- **WHAT YOU NEED TO DO**
Gather every line below that contains the string "statue", matching case exactly, and copy each one in full.

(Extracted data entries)
^^^^^^^^^^^^^^^^

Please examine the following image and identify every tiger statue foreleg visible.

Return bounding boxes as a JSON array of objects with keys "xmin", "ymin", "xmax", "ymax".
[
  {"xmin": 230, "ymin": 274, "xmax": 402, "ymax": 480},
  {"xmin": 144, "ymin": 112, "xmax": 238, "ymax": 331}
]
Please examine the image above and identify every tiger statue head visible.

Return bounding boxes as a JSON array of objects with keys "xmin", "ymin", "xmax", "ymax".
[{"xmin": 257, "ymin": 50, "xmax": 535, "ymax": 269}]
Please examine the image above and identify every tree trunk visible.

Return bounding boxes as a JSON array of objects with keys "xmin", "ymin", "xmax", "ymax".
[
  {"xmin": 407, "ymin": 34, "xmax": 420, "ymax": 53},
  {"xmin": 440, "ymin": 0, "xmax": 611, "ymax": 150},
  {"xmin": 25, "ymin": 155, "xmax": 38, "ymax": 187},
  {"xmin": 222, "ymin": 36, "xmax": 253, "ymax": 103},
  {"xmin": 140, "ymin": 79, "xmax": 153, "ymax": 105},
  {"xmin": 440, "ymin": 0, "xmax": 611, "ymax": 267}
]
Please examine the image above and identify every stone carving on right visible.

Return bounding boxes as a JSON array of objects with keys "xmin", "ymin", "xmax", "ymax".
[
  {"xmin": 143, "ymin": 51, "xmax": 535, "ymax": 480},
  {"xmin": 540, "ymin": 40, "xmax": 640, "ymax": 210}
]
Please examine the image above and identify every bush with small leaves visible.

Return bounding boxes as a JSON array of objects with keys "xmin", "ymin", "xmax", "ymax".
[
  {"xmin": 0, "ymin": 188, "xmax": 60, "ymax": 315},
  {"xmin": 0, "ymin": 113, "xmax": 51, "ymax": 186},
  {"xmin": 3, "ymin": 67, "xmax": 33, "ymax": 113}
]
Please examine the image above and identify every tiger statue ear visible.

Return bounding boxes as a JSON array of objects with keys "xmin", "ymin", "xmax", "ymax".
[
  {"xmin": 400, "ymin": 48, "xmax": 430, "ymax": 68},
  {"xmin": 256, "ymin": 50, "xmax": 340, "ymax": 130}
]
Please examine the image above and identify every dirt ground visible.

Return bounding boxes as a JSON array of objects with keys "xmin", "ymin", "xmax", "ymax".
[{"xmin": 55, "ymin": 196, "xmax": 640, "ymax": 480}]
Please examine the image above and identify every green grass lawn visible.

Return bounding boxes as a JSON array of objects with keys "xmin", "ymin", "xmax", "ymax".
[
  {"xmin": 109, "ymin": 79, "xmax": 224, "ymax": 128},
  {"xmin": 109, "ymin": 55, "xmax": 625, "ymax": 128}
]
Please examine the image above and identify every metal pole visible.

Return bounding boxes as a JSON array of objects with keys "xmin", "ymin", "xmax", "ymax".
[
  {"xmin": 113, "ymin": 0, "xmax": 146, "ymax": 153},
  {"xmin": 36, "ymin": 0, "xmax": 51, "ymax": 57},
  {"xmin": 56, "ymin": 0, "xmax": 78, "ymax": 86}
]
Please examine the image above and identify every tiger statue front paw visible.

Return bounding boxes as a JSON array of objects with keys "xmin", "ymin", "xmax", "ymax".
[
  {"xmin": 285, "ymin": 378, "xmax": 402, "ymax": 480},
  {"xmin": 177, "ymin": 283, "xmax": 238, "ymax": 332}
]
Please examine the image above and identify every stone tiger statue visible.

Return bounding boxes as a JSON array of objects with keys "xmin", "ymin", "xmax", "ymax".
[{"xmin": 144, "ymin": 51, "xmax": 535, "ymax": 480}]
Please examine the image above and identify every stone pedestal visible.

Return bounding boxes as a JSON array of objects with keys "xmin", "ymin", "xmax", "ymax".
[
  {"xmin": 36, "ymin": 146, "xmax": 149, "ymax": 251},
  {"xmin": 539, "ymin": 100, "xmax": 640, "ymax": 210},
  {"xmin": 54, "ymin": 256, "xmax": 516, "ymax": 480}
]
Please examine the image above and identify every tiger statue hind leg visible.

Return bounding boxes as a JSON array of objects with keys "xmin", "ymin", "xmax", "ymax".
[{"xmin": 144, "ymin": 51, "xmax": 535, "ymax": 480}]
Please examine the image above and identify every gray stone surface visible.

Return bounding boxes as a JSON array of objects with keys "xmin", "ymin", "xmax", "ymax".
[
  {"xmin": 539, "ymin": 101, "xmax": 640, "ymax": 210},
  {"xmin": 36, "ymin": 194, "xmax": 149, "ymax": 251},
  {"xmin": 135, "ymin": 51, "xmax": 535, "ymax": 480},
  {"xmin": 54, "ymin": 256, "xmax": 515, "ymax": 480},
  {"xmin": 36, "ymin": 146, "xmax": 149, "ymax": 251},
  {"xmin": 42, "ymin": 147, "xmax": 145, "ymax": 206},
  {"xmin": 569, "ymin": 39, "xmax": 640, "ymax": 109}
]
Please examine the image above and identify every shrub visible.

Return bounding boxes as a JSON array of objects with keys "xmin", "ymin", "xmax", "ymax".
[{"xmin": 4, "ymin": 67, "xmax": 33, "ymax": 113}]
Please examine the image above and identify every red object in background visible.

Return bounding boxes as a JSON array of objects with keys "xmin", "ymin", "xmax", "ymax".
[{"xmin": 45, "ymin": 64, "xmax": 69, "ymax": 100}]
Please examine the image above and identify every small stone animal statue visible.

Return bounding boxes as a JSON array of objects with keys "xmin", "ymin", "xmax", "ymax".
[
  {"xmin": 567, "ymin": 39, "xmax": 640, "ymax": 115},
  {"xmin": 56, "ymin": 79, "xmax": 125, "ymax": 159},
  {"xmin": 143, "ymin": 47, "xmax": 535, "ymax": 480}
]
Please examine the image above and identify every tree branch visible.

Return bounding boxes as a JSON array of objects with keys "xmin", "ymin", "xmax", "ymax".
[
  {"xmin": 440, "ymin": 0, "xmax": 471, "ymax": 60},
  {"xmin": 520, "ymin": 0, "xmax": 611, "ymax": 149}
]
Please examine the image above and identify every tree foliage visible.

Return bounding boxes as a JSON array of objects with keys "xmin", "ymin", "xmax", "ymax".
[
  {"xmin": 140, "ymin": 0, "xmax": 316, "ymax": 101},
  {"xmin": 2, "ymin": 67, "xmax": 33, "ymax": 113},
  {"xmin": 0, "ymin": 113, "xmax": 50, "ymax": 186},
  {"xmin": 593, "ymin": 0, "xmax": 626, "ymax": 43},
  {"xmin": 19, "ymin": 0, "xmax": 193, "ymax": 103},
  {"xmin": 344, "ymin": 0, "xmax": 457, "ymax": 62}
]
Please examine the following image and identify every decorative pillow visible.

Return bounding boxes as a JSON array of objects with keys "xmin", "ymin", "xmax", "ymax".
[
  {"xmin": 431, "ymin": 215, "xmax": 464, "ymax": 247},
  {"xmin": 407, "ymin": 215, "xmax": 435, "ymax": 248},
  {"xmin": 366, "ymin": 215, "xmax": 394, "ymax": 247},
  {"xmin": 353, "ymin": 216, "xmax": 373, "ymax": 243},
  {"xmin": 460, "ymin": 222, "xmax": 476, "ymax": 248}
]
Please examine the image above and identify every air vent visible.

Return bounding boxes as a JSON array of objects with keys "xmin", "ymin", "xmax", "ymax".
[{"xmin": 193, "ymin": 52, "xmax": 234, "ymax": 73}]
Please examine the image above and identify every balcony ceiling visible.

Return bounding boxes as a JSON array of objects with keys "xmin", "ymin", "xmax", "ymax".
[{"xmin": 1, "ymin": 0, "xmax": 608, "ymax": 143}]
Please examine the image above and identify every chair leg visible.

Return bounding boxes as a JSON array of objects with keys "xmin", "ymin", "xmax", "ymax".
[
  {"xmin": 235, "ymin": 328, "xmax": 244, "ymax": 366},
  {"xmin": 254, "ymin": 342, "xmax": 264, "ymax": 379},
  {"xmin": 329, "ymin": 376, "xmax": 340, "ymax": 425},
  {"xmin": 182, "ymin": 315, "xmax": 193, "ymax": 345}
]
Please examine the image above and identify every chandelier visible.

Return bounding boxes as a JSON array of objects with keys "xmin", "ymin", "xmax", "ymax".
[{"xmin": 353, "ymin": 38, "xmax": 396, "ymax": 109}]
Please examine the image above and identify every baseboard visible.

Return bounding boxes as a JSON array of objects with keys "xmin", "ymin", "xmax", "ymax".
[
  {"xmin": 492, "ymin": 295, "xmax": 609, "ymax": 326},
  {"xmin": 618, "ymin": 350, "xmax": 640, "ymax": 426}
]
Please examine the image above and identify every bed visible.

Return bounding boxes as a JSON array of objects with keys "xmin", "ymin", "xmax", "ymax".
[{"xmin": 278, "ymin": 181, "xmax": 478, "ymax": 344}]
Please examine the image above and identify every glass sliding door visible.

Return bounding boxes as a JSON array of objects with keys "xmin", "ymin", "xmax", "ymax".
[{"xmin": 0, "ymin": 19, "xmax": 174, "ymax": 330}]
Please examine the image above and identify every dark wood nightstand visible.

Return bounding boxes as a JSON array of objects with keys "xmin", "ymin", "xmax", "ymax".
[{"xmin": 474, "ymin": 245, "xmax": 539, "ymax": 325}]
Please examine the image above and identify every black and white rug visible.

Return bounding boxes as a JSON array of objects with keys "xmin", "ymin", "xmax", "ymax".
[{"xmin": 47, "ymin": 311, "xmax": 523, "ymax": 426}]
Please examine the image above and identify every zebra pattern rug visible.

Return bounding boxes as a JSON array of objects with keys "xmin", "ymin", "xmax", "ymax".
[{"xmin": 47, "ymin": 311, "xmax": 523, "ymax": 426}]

^^^^^^^^^^^^^^^^

- **WORKED ANSWER**
Please examine the following image and identify every tiger statue foreleg visible.
Please examine the image above and identify every tiger statue head visible.
Please examine the image above and identify every tiger statue ear visible.
Please examine the image above and identify every tiger statue front paw visible.
Please examine the image above and identify every stone tiger statue visible.
Please examine the image above and identify every tiger statue hind leg visible.
Please examine the image above and identify every small stone animal statue visible.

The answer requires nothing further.